__Given exercise__:
Write out every line of the records below word for word, leaving the pictures out.
--------------------
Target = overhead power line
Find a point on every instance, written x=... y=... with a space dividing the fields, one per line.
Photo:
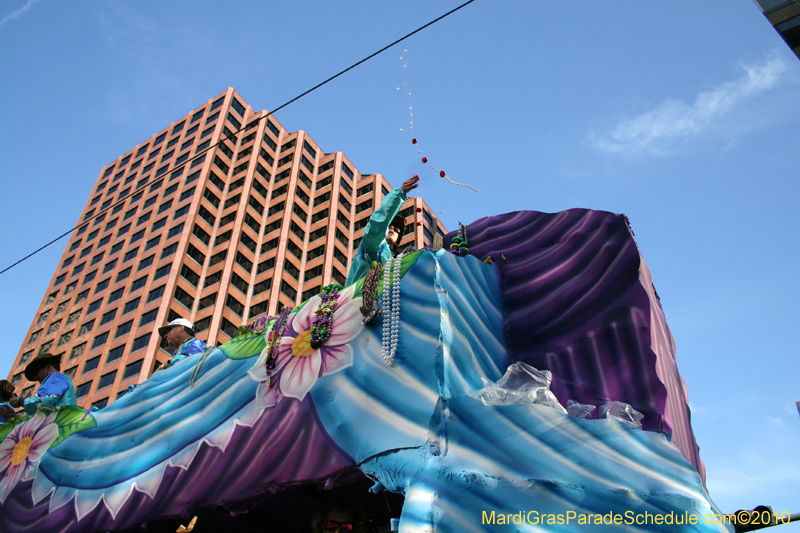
x=212 y=147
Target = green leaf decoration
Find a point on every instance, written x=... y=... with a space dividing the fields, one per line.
x=71 y=419
x=244 y=346
x=6 y=428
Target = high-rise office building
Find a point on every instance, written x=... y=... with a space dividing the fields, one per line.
x=205 y=222
x=784 y=15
--------------------
__Response to the exercise__:
Target = overhead power line
Find a point on every instance, written x=... y=... with a space dividing the fields, one per line.
Photo:
x=212 y=147
Target = green leaf decoration
Find a point on every instance, written x=... y=... with a space dividing the fields, one per line.
x=71 y=419
x=244 y=346
x=6 y=428
Target = high-rise office building
Find a point on every instance, written x=... y=... with a space dividing the fields, one per line.
x=205 y=222
x=784 y=15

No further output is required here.